Can you continue the review of Martha McPhee's memoir Omega Farm below, starting right after its last sentence?

(SELECTED TEXT Opens)

Endings don't always come with the precision of a guillotine, especially an ending like this one, involving a pandemic that wasn't ending neatly, a mother whose dying was steady if slow, a deep love of a place tethered to ghosts and the past.
Omega Farm
Martha McPhee

The last few weeks brought me two books that took me back to Vermont. North Woods took me back to our early American home restoration and Omega Farm back to our farm.

Omega Farm is a memoir about place - how we become tethered and the way it pulls at us for the rest of our lives. McPhee tells us the story of waiting out the pandemic at her family farm in NJ, as her mother descended into dementia. The author moved with her husband and two teenagers from NYC to the place she'd called home as a child and, along with remote learning, remote working and full time caregiving, she confronts the ghosts from her past. The book is a sort of reckoning with her unconventional childhood and it's beautifully told against what life looked like for everyone in the spring of 2020.

(SELECTED TEXT Closes)
(EXERCISE DATA Opens)

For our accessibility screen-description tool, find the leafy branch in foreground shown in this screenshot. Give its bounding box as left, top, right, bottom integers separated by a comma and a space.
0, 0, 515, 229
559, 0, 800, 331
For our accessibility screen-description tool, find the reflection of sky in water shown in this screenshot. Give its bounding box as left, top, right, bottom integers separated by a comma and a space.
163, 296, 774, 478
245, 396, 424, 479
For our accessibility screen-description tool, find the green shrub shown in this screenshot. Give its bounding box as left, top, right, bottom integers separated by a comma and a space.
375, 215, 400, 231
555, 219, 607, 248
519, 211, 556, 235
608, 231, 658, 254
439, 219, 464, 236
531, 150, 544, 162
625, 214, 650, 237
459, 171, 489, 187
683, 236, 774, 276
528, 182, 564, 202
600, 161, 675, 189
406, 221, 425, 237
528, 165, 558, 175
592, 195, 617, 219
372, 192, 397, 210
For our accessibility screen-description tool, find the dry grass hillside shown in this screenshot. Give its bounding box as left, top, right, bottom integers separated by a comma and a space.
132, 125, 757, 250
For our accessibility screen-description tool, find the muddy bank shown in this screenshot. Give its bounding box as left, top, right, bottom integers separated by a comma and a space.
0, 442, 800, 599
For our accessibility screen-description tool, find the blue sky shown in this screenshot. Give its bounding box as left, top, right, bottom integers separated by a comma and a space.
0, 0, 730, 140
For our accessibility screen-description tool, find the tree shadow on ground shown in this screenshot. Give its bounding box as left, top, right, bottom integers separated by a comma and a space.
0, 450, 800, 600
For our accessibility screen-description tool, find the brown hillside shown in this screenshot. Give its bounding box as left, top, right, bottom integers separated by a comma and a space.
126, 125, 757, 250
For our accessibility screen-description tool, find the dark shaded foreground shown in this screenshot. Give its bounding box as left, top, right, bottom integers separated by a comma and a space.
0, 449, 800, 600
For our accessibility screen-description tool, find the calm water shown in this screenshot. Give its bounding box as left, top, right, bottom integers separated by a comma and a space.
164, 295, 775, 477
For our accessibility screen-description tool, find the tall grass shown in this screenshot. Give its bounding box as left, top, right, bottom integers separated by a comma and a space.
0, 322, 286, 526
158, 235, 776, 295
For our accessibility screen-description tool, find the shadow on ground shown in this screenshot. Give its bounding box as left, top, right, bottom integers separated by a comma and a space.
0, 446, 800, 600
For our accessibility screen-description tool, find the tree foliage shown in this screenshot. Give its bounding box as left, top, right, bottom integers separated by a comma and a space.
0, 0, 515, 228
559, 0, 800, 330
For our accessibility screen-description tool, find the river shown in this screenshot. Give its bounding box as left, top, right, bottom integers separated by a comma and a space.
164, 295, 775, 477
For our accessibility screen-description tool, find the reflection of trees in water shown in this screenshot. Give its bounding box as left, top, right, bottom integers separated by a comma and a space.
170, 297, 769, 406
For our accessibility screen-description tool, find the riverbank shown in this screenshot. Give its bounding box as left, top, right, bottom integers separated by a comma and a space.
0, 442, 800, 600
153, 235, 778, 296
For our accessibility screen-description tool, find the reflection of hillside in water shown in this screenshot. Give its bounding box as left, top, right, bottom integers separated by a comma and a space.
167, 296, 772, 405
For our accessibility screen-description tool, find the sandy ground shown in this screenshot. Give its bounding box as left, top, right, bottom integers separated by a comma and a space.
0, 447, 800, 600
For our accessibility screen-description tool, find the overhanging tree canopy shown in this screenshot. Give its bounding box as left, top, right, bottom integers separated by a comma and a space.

(EXERCISE DATA Closes)

** WRITTEN RESPONSE **
The sheer number of similarities between McPhee's account of life on her farm and our experiences had me so invested. From dealing with forestry management when your land is in a land trust, to raising chickens with the peril of foxes, to a cottage with rotating tenants. There is even a monstrous septic disaster in her story that almost mirrors ours but for us it was the final straw in farm living. This was like reading a chapter out of my own life.

At its core, Omega Farm is a daughter's love story to her mother. McPhee shares the pain of watching her mother waste away while lovingly caregiving day in and day out. At the same time McPhee wrestles with her own personal demons and finds caring for the land to be a balm to her soul. I connected so deeply with her passages about how overwhelming a farm of this size is, and yet our most meaningful family memories are tied to that place.

I would have loved this memoir had it not mirrored my own life on "the farm" because it's just a beautiful and heartfelt, but I nodded in affirmation over and over again.